*Supplied passage*.
BEGIN

As next generation sequencing methods quickly become ubiquitous tools of genomics, more and more effort is directed to understand what are the limitations of these approaches. These limitations present themselves quite often in the form of coverage biases.
Last year Genome Biology published a study from David Jaffe and colleagues that looked at coverage biases in DNA sequencing. The authors used a suite of computational tools for bias assessment and applied them to a number of commonly used technologies. It turned out that, for instance, PacBio coverage is the least biased; and that high- and low-CG regions and long runs of homopolymers are very prone to coverage biases. They emphasized that the presence of such biases may lead to undersampling of certain regions of the genome in sequencing projects.
No less important is the bias issue for RNA sequencing data. A number of bioinformatic approaches for assessing – and correcting – this issue has been recently described (for example, here and here). While these computational studies identify some sources of bias, such as PCR enrichment, read errors of sequencing-by-synthesis reaction and rRNA depletion protocols, they cannot distinguish between technology-caused coverage aberrations and ones caused by the very nature of the sample.
This week Genome Biology publishes a study by John Hogenesch and colleagues that addresses this last point in an elaborate, and yet elegant way. Hogenesch et al. introduce a new method: in vitro transcribed RNA-sequencing. They create a pool of over 1000 in vitro transcribed (IVT) RNAs from a human cDNA library, and sequence these RNAs with the two most common protocols, poly-A and total RNA-seq. This method ensures that each transcript is – on a sequencing level – equally represented. Any visible differences have to come from the library preparation steps.
The authors find that as many as one in ten transcripts displays a substantial difference in within-transcript sequence coverage. Additionally, more than 5% of all transcripts contain regions of very unpredictable coverage, with huge between-sample differences. The authors show that rRNA depletion is the main culprit. Finally, they note that the coverage of RNA-seq of one species can depend on the contamination with RNA-seq from another species (an observation worth bearing in mind in the light of the recent discovery that 7% of the data from 1000 Genomes Project is contaminated with Mycoplasma sequences).
All is not doom and gloom though. The authors hope that IVT RNA-seq will enable better characterization of RNA-seq coverage biases in many mammalian studies – and similar methods should be able to do this for other species. The approach should also be helpful for benchmarking new sequencing protocols, thus making RNA-seq technology even better and more powerful than it already is.

END

*Records supplied*.
BEGIN

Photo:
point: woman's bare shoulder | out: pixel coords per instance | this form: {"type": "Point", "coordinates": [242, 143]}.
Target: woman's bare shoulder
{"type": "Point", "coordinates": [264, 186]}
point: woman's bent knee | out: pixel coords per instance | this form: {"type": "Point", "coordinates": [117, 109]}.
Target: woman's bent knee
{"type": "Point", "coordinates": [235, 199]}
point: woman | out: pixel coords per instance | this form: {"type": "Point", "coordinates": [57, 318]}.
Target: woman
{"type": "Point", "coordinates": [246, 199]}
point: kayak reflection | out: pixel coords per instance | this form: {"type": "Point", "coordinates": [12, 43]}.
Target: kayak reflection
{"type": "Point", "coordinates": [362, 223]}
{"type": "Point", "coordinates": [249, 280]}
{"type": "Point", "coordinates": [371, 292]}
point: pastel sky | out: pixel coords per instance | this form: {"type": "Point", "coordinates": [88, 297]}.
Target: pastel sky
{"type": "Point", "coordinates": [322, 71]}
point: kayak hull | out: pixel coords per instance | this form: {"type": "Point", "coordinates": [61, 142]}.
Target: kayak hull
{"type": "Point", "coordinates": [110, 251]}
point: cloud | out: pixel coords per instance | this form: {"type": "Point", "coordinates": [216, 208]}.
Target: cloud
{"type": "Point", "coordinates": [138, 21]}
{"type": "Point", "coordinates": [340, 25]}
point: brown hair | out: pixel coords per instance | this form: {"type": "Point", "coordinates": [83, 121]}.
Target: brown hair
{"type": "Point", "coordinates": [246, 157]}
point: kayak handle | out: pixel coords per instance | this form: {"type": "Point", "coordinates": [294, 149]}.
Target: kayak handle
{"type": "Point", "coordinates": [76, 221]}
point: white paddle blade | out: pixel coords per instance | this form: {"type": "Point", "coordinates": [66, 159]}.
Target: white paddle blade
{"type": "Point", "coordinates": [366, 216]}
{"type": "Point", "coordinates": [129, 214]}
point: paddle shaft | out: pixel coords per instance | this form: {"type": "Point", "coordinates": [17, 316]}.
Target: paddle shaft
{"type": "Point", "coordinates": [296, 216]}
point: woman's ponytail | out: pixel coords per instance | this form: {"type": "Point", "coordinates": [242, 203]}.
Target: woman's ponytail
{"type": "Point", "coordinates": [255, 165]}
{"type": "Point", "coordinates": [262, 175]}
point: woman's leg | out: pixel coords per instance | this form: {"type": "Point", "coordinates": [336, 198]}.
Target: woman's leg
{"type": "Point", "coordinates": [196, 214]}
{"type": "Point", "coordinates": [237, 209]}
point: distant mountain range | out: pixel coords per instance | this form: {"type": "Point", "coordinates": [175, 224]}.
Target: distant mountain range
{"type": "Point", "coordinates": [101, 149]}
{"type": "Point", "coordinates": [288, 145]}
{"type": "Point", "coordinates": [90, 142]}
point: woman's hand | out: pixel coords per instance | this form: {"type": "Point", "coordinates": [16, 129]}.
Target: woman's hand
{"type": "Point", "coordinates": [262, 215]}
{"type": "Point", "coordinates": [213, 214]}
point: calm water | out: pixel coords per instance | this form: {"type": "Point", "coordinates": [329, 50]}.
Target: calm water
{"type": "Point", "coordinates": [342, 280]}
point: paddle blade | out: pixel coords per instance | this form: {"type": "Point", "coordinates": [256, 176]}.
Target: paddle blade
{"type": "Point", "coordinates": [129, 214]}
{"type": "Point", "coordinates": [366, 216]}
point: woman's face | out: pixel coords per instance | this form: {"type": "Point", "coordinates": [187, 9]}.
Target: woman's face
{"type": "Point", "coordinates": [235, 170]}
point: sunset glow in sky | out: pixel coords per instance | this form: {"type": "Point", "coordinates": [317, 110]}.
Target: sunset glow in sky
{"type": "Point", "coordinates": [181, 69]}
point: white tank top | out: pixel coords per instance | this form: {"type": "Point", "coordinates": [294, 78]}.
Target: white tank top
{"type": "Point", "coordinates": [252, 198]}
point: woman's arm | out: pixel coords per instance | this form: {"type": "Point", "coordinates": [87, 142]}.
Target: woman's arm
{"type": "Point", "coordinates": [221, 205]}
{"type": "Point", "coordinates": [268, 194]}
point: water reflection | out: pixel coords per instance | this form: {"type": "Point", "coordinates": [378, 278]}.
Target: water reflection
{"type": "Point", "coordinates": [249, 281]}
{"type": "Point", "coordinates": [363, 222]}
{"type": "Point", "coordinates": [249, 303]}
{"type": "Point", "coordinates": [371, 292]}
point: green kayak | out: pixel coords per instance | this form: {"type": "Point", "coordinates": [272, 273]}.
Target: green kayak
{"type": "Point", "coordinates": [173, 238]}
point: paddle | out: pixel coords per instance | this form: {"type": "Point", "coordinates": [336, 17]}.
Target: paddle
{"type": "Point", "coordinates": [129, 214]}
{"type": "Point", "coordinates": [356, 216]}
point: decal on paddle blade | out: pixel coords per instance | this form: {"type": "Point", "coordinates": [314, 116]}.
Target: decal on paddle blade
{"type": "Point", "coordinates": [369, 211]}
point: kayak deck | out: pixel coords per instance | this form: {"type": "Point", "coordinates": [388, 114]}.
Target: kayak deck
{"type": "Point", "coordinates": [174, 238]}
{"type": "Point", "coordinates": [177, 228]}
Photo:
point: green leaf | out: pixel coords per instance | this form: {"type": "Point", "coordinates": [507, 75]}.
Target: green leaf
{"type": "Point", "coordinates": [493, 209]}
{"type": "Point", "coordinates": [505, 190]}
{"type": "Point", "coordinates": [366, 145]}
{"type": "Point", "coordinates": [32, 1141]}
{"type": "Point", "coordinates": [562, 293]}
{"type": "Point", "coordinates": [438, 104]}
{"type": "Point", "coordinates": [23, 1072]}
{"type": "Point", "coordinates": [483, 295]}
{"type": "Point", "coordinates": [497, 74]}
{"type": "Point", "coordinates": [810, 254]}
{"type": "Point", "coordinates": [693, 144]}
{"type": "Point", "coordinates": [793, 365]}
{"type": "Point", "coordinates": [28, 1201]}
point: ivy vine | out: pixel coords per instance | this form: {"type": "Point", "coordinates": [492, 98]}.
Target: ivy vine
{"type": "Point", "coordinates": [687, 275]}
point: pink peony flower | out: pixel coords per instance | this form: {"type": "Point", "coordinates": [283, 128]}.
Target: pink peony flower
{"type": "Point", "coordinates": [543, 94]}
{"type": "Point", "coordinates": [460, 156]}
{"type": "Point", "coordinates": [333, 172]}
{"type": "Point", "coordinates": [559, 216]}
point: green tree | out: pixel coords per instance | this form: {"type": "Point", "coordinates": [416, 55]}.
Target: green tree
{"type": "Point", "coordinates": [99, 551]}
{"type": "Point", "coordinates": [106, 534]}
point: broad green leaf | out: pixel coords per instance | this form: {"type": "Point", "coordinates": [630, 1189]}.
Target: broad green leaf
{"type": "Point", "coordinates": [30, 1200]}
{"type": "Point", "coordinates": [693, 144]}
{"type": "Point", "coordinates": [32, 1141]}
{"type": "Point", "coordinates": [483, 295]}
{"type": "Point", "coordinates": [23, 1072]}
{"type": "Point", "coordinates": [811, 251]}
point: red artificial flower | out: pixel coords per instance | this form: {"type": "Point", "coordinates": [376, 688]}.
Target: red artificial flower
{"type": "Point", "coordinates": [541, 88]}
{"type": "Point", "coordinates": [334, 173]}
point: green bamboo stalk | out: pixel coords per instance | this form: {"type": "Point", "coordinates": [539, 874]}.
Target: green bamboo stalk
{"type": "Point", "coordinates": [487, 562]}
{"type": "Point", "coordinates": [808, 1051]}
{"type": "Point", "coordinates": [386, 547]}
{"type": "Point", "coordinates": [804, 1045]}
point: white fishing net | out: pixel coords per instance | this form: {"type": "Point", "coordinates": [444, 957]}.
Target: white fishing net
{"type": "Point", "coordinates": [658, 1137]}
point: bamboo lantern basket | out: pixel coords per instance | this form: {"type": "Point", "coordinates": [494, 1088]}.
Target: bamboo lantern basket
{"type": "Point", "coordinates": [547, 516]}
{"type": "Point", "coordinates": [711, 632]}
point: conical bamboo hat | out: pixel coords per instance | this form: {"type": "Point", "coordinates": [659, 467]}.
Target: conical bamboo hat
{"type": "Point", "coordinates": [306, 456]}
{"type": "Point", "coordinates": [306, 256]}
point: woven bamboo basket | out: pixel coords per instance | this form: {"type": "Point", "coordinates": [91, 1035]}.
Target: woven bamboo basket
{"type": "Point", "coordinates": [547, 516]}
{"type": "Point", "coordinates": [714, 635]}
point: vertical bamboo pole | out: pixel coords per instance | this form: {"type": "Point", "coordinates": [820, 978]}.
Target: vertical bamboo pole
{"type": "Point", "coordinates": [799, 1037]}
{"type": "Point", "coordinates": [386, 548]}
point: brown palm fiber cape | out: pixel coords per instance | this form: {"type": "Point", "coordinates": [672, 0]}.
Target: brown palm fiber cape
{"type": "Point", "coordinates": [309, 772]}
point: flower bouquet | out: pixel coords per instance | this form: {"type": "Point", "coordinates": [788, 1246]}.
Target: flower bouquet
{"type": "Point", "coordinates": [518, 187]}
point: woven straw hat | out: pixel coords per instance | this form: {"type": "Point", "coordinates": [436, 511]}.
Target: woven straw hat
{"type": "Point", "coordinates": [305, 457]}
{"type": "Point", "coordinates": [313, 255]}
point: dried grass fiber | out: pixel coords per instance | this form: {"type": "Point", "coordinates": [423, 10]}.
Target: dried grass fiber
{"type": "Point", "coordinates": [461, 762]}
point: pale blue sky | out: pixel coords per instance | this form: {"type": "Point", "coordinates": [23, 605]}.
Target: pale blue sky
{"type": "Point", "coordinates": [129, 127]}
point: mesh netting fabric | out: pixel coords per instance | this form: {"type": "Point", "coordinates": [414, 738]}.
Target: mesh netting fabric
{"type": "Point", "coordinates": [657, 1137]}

END

*Required work*.
• A. Return, word for word, the stretch of the sequencing coverage-bias text from "No less important" through "of the sample.".
• B. In the sequencing coverage-bias text, what do Hogenesch and colleagues show to be the main cause of the RNA-seq coverage problems they found?

*Responses*.
• A.
No less important is the bias issue for RNA sequencing data. A number of bioinformatic approaches for assessing – and correcting – this issue has been recently described (for example, here and here). While these computational studies identify some sources of bias, such as PCR enrichment, read errors of sequencing-by-synthesis reaction and rRNA depletion protocols, they cannot distinguish between technology-caused coverage aberrations and ones caused by the very nature of the sample.

• B. rRNA depletion